Stored entries:
--- --- ---

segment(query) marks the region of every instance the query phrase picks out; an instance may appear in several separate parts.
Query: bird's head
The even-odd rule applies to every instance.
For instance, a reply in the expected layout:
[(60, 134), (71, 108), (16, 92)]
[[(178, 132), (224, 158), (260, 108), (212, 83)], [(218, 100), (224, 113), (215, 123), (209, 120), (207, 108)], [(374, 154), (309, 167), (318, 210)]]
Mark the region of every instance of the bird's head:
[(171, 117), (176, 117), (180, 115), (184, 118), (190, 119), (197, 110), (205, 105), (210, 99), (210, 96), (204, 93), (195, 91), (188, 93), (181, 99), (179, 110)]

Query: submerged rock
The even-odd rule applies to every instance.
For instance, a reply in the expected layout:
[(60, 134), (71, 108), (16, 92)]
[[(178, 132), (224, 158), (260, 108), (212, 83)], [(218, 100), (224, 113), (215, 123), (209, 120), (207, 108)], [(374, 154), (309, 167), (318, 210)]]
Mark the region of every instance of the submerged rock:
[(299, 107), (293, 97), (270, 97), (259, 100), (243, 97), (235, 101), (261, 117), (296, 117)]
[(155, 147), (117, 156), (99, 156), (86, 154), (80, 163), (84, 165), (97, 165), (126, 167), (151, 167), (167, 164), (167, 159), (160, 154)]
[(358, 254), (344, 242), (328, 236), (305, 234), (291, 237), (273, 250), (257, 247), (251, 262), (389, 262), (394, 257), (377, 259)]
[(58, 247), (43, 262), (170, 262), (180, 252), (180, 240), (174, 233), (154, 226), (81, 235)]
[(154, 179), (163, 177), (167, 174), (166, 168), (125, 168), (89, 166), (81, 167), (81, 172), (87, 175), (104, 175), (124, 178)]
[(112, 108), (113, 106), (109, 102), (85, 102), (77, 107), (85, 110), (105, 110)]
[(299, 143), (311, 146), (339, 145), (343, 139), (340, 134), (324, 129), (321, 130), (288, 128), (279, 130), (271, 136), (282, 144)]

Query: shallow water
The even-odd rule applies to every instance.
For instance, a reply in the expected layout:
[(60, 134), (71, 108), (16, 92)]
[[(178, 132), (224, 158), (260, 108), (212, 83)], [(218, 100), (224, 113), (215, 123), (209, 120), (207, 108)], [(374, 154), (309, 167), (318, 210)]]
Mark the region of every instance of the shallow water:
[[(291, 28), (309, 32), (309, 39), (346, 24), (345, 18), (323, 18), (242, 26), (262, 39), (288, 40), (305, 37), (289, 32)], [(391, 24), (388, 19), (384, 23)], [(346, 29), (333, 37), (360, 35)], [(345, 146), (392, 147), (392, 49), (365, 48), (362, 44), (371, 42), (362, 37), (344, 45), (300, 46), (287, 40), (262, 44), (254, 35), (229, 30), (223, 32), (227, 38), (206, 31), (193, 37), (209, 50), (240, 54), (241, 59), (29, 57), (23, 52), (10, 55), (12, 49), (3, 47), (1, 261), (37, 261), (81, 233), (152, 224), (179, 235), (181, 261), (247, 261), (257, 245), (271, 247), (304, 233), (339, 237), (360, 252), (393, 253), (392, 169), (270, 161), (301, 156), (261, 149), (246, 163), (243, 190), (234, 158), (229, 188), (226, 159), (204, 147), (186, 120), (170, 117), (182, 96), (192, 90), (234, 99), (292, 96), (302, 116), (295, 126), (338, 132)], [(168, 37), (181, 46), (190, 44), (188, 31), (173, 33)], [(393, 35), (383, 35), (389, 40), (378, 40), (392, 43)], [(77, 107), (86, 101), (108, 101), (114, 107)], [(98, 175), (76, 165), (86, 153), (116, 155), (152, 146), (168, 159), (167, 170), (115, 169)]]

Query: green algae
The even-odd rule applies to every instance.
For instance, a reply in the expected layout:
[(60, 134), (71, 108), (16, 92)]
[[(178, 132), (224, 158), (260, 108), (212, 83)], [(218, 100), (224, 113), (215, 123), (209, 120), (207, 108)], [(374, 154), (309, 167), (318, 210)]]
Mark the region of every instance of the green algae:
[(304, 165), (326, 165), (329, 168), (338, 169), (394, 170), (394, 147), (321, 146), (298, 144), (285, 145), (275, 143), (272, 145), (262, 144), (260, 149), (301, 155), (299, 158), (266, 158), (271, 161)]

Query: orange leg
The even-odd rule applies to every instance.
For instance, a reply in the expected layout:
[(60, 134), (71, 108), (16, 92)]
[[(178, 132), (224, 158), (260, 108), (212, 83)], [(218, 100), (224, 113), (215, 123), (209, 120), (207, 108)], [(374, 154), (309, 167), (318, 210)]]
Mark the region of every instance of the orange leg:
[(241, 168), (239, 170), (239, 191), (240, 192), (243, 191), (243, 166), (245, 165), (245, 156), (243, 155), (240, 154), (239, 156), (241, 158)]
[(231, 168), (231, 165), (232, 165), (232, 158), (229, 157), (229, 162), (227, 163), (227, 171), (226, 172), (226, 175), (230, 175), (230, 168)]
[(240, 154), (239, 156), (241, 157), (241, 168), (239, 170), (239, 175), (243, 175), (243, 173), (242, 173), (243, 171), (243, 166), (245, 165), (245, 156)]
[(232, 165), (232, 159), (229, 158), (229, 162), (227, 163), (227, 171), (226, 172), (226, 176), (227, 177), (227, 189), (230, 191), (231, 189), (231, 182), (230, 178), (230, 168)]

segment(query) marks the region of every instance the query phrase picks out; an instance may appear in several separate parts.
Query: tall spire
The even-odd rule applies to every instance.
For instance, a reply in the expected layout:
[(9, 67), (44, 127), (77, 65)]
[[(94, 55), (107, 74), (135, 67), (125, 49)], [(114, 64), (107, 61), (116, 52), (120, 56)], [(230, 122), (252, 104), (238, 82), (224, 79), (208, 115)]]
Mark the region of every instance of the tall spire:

--- --- ---

**Description of the task**
Please reproduce every one of the records above word for word.

**Correct result**
segment(query) marks the region of every instance the query phrase picks out; an instance may appear in several separate parts.
Query: bird's head
The even-odd rule applies to every instance.
For instance, a reply in the expected layout:
[(60, 134), (71, 108), (16, 92)]
[[(178, 132), (224, 158), (260, 108), (212, 83)], [(218, 100), (224, 113), (215, 123), (209, 120), (207, 108)], [(374, 154), (309, 167), (318, 210)]]
Mark the region of every instance of the bird's head:
[(171, 117), (176, 117), (180, 115), (184, 118), (190, 119), (197, 110), (205, 105), (210, 99), (210, 96), (204, 93), (195, 91), (188, 93), (181, 99), (179, 110)]

Query: submerged rock
The even-odd rule applies to every instance.
For instance, a reply in the expected layout:
[(60, 134), (71, 108), (16, 92)]
[[(178, 132), (224, 158), (260, 108), (212, 83)], [(218, 100), (224, 113), (215, 123), (209, 120), (207, 108)], [(374, 154), (309, 167), (318, 210)]]
Mark the region of every instance of the submerged rock:
[(299, 107), (293, 97), (270, 97), (259, 100), (243, 97), (235, 101), (261, 117), (296, 117)]
[(155, 147), (117, 156), (99, 156), (86, 154), (80, 163), (84, 165), (97, 165), (126, 167), (151, 167), (167, 164), (167, 159), (160, 154)]
[(358, 254), (344, 242), (328, 236), (305, 234), (291, 237), (273, 250), (257, 247), (251, 262), (389, 262), (394, 257), (377, 259)]
[(58, 247), (43, 262), (170, 262), (180, 252), (180, 240), (174, 233), (154, 226), (81, 235)]
[(154, 179), (163, 177), (167, 174), (166, 168), (125, 168), (89, 166), (81, 167), (81, 172), (87, 175), (104, 175), (124, 178)]
[(112, 108), (113, 106), (109, 102), (85, 102), (77, 107), (85, 110), (105, 110)]
[(299, 143), (311, 146), (339, 145), (343, 139), (340, 134), (324, 129), (321, 130), (288, 128), (279, 130), (271, 136), (282, 144)]

Query: shallow water
The even-odd rule applies to every instance.
For instance, a reply in the expected layout:
[(60, 134), (71, 108), (16, 92)]
[[(178, 132), (224, 158), (260, 108), (212, 83)], [(218, 100), (224, 113), (215, 123), (209, 120), (207, 108)], [(374, 154), (309, 167), (318, 210)]]
Mark the region of every instance of the shallow water:
[[(291, 28), (309, 32), (309, 39), (346, 24), (345, 18), (323, 18), (242, 26), (262, 39), (288, 40), (305, 37), (289, 32)], [(391, 24), (388, 19), (384, 23)], [(346, 29), (333, 37), (360, 35)], [(345, 146), (392, 147), (392, 49), (365, 48), (362, 44), (371, 42), (362, 37), (344, 45), (300, 46), (287, 40), (262, 44), (254, 35), (229, 30), (223, 32), (227, 38), (206, 31), (193, 37), (209, 50), (240, 54), (241, 59), (29, 57), (23, 52), (10, 55), (12, 49), (3, 47), (1, 261), (37, 261), (81, 233), (152, 224), (179, 235), (181, 261), (247, 261), (257, 245), (271, 247), (304, 233), (339, 237), (360, 252), (393, 253), (392, 169), (270, 161), (301, 156), (261, 149), (246, 163), (243, 190), (234, 158), (229, 188), (226, 159), (204, 147), (186, 120), (170, 117), (182, 96), (192, 90), (234, 99), (292, 96), (302, 116), (295, 126), (338, 132)], [(168, 37), (181, 46), (190, 44), (188, 31), (173, 33)], [(393, 35), (383, 35), (389, 40), (378, 40), (392, 43)], [(77, 107), (86, 101), (108, 101), (114, 107)], [(98, 175), (76, 165), (86, 153), (116, 155), (152, 146), (168, 159), (167, 170), (115, 169)]]

Query: green algae
The even-odd rule applies to every instance.
For instance, a reply in the expected layout:
[(60, 134), (71, 108), (16, 92)]
[[(178, 132), (224, 158), (260, 108), (212, 83)], [(218, 100), (224, 113), (215, 123), (209, 120), (207, 108)], [(374, 154), (309, 167), (318, 210)]]
Mark the region of every instance of the green algae:
[(304, 165), (326, 165), (329, 168), (338, 169), (394, 170), (394, 147), (321, 146), (298, 144), (285, 145), (275, 143), (272, 145), (262, 144), (260, 149), (301, 155), (299, 158), (266, 158), (271, 161)]

Query: orange leg
The even-odd rule applies to every instance.
For instance, a reply in the expected layout:
[(60, 134), (71, 108), (16, 92)]
[[(178, 132), (224, 158), (260, 108), (212, 83)], [(218, 100), (224, 113), (215, 123), (209, 120), (207, 108)], [(374, 154), (309, 167), (318, 210)]]
Mark the region of every instance of the orange leg:
[(241, 168), (239, 170), (239, 191), (240, 192), (243, 191), (243, 166), (245, 165), (245, 156), (243, 155), (240, 154), (239, 156), (241, 158)]
[(231, 168), (231, 165), (232, 165), (232, 158), (229, 157), (229, 162), (227, 163), (227, 171), (226, 172), (226, 175), (230, 175), (230, 168)]
[(240, 154), (239, 156), (241, 157), (241, 168), (239, 170), (239, 175), (243, 175), (243, 173), (242, 173), (243, 171), (243, 166), (245, 165), (245, 156)]
[(232, 165), (232, 159), (229, 158), (229, 162), (227, 163), (227, 171), (226, 172), (226, 176), (227, 177), (227, 189), (230, 191), (231, 189), (231, 182), (230, 178), (230, 168)]

segment(query) marks the region of every instance the query phrase picks out; an instance may appear in several separate parts.
Query: tall spire
The even-odd rule applies to every instance.
For instance, a reply in the expected layout:
[(9, 67), (44, 127), (77, 65)]
[[(94, 55), (107, 74), (135, 67), (125, 49)], [(114, 64), (107, 61), (116, 52), (120, 56)], [(230, 122), (252, 104), (238, 82), (224, 79), (208, 115)]]
Mark the region of every instance of the tall spire:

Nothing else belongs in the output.